EXERCISE AIM ->
Please reproduce the entries word for word, from the line that contains "Each instance of the windshield" down to the end of the entries, with both the first and the last line included.

Location labeling records:
⁂

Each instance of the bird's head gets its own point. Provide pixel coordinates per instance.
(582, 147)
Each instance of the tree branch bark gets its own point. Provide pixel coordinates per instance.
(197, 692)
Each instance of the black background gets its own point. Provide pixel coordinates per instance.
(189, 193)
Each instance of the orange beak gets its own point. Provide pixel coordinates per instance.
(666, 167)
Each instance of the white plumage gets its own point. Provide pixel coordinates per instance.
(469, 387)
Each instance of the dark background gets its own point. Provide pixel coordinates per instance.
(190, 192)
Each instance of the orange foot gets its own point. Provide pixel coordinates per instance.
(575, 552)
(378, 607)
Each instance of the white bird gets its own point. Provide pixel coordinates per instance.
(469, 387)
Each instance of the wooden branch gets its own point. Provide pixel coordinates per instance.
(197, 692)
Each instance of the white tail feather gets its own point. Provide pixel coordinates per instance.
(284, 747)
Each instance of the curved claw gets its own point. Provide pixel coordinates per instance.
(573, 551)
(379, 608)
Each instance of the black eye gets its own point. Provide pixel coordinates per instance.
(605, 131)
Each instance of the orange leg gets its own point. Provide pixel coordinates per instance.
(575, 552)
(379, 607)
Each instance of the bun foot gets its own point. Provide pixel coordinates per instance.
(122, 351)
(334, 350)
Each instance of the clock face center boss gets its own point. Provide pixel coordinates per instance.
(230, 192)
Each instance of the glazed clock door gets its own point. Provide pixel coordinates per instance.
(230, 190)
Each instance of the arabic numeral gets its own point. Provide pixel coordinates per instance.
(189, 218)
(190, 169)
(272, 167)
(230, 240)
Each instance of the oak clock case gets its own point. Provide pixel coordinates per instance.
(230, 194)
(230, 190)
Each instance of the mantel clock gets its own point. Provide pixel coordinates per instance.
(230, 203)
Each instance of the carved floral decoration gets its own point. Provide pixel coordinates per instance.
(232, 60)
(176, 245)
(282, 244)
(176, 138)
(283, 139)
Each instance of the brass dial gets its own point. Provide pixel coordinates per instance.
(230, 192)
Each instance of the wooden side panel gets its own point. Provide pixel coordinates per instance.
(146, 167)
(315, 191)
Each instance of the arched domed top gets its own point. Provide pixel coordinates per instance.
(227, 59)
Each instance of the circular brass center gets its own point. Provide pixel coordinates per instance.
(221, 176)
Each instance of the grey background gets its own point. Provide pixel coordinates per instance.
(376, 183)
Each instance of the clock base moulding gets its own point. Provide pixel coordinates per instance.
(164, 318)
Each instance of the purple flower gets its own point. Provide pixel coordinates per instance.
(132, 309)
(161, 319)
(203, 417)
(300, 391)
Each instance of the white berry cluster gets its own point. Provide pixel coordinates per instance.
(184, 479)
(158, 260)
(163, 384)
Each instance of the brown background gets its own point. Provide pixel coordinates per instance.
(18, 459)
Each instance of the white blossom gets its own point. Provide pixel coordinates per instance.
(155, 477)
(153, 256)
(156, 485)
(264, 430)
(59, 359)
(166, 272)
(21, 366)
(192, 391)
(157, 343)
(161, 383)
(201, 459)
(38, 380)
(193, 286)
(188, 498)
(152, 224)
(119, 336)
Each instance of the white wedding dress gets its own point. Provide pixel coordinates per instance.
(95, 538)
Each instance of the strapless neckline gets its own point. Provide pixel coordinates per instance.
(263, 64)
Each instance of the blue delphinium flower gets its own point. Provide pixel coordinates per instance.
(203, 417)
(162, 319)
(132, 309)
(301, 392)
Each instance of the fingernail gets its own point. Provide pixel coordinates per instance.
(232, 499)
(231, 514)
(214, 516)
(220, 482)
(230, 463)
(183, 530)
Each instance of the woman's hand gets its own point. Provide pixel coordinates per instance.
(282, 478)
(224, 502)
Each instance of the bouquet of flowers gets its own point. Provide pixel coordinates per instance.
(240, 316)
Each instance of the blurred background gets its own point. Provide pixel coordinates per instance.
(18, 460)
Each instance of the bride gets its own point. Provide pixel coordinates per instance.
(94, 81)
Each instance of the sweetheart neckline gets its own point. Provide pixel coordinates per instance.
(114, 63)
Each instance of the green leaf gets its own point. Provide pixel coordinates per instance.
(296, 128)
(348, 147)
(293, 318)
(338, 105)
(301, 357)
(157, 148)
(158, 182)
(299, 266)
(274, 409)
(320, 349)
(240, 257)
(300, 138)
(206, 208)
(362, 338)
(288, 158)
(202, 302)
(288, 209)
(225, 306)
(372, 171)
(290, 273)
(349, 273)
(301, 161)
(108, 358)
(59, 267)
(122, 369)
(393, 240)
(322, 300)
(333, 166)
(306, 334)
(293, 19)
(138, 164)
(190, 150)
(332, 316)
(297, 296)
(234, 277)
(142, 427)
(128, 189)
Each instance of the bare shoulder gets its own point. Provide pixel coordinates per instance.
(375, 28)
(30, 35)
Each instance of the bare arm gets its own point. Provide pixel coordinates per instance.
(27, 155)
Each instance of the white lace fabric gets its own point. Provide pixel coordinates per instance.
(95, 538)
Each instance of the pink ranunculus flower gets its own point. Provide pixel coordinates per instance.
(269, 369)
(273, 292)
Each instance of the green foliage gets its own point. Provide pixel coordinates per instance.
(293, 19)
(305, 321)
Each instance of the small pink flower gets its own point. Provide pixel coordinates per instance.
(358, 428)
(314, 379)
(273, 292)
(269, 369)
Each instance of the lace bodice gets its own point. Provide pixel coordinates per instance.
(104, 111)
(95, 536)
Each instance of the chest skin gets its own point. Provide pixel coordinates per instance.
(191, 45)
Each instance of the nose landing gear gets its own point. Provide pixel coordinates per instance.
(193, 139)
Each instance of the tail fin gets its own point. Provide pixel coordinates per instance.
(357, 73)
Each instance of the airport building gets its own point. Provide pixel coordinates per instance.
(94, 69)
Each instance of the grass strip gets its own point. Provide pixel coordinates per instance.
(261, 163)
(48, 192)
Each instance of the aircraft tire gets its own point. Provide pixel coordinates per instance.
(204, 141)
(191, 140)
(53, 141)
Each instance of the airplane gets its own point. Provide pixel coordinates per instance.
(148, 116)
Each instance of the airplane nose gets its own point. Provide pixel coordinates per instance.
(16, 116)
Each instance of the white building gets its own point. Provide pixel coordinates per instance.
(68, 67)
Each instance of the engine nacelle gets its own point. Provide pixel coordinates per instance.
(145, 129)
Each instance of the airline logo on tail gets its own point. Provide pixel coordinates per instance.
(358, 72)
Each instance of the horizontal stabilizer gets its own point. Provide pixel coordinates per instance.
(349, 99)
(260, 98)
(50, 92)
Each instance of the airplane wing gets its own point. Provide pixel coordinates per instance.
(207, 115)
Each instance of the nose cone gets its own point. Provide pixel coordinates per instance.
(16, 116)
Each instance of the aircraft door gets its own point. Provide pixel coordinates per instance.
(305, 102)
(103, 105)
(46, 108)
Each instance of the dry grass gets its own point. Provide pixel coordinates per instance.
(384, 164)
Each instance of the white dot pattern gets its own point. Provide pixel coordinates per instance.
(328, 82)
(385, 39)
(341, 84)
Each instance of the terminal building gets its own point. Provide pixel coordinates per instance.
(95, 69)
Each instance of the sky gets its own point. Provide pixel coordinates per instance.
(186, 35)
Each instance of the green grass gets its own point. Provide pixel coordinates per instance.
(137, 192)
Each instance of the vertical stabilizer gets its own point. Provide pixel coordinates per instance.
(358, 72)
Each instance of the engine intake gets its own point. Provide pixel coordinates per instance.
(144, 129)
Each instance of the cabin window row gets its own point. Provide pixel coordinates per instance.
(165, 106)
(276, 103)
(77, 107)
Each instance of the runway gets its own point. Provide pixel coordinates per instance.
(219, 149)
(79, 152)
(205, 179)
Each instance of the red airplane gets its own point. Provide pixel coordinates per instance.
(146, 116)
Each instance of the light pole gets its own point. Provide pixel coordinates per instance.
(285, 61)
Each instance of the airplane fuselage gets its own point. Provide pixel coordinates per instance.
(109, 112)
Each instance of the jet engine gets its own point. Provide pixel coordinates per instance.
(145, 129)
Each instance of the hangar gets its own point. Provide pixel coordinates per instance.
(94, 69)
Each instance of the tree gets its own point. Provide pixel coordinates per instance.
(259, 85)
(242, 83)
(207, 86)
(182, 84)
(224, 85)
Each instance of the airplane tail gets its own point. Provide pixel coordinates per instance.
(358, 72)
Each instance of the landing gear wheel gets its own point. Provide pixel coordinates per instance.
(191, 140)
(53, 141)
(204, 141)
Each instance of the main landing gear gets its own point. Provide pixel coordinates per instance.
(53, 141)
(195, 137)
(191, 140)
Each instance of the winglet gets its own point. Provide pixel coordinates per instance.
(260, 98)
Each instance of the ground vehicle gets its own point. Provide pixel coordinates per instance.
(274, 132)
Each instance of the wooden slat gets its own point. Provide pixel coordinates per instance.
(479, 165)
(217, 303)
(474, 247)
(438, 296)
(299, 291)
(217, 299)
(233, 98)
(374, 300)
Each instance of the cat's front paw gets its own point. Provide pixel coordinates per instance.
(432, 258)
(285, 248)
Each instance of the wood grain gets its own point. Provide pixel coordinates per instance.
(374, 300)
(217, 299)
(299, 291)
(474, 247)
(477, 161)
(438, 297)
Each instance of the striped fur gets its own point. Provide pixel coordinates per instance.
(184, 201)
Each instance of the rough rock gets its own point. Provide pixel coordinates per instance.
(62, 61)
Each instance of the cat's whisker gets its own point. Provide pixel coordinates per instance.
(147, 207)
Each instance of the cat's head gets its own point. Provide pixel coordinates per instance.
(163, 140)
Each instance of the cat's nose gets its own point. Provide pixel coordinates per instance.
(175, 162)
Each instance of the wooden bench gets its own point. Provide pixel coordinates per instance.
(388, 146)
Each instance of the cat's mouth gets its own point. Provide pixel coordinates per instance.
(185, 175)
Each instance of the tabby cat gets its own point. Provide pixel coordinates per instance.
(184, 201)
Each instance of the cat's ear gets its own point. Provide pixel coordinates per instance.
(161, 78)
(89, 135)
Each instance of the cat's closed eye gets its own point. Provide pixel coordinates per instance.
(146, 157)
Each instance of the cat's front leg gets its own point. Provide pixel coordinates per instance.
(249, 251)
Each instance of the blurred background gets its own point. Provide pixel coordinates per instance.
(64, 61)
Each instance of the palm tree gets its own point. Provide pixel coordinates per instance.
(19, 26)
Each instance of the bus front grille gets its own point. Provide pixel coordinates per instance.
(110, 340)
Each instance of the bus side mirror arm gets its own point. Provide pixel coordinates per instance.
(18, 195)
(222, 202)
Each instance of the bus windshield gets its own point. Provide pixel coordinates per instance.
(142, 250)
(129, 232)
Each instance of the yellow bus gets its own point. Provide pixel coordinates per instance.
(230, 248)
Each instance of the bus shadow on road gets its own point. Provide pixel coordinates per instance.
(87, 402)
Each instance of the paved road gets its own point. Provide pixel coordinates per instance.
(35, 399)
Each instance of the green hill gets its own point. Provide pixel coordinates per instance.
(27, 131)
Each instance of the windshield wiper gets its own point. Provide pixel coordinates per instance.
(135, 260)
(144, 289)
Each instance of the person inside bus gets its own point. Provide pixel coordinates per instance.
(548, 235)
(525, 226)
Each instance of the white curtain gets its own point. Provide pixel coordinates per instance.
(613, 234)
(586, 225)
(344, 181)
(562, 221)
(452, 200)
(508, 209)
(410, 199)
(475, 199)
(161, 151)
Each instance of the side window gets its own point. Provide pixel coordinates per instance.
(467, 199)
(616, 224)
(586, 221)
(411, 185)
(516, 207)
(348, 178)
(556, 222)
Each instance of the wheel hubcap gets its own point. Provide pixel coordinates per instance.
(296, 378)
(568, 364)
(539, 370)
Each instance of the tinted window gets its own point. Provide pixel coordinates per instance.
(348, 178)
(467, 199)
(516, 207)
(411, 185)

⁂

WRITTEN SOLUTION ->
Each instance of the windshield wiper gets its own point. Provide pixel coordinates per instance.
(135, 260)
(144, 289)
Each instance of the person inside bus gets its own point. Provide pixel coordinates per instance.
(548, 235)
(525, 226)
Each instance of the white curtain gets its own point. Provide pixel coordinates per instance.
(613, 234)
(586, 225)
(344, 181)
(562, 221)
(452, 200)
(508, 209)
(410, 199)
(475, 199)
(161, 151)
Each instance of the side window gets its own point. Provide pixel coordinates per instance.
(467, 199)
(616, 224)
(586, 221)
(411, 185)
(516, 207)
(348, 178)
(556, 222)
Each instance of the wheel hubcap gets its own point. Provide pixel coordinates per instance.
(296, 378)
(568, 364)
(539, 370)
Each instance of the tinted window gets its own point. Provide pixel coordinates per instance.
(348, 178)
(467, 199)
(516, 207)
(411, 185)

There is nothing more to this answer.